#### [PROVIDED TEXT]
--------------------------------------------------
Accretive Health, one of the nation’s largest collectors of medical debt, has agreed to pay $2.5 million to the Minnesota state attorney general’s office to settle accusations that it violated a federal law requiring hospitals to provide emergency care, even if patients cannot afford to pay.
The company has not admitted wrongdoing.
As part of Monday’s settlement, Accretive Health is also banned from contracting with hospitals within the state for at least two years, effectively ending its business at three Minnesota hospitals. For four years after that, the company will have to obtain permission from the attorney general before resuming business in the state.
In April, Lori Swanson, the Minnesota attorney general, disclosed hundreds of Accretive’s internal documents that outlined aggressive collection tactics, including embedding debt collectors as employees in emergency rooms and pressuring patients to pay before receiving treatment.
“A hospital emergency room should be a sanctuary for the sick and wounded, not a hunting ground for collectors,’’ Swanson said Monday.
The settlement will end a civil suit against Accretive, which Swanson filed in January after a laptop with patient information was stolen, saying that the company had violated debt collection laws and patient privacy protections.
--------------------------------------------------
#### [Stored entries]
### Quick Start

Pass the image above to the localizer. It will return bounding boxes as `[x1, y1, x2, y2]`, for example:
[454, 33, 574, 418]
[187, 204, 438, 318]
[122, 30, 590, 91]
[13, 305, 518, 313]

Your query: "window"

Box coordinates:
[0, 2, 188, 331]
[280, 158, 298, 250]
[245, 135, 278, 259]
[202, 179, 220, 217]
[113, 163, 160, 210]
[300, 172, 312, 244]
--------------------------------------------------
#### [EXERCISE TASKS]
A. According to the article on the Accretive Health settlement, how much did the company agree to pay the Minnesota attorney general's office?
B. Extend the article on the Accretive Health settlement from the point where it stops.

#### [ANSWERS TO THE EXERCISES]
A. $2.5 million.

B.
“Even though we believe the claims against us were either baseless or exaggerated, we have used this opportunity to carefully examine our own practices in order to ensure we are setting the very highest standards for our own performance and achieving the best possible outcomes for hospitals, patients and communities,’’ said Mary Tolan, Accretive Health’s chief executive.
The revelations in Minnesota reverberated across the country because they raised concerns that such aggressive debt collection practices have become common at hospitals. Accretive Health contracts with hospitals to help them recoup some money on the unpaid bills that have piled up during the financial crisis and the economic downturn. The company contracts with some of the largest hospital systems in the country.
Representative Pete Stark, Democrat of California, who is the highest ranking member of the House subcommittee that oversees Medicare and other health services, led an investigation in March into the company’s practices.
Hospitals have long hired outside collection agencies to pursue patients after they have left facilities. But mounting financial pressures on health care providers have resulted in hospitals letting collection firms in the front door, turning over the management of their staffing, like patient registration and scheduling, along with their collection activities, according to Swanson.
As more hospitals contract with debt collectors, concerns are growing that cozy relationships will threaten patient privacy, according to Anthony Wright, executive director of Health Access California, a consumer advocacy coalition.
For their part, hospitals say that they are in a tough place. The more than 5,000 community hospitals in the United States provided $39.3 billion in uncompensated care in 2010, up 16 percent from 2007, the American Hospital Association, a trade group said.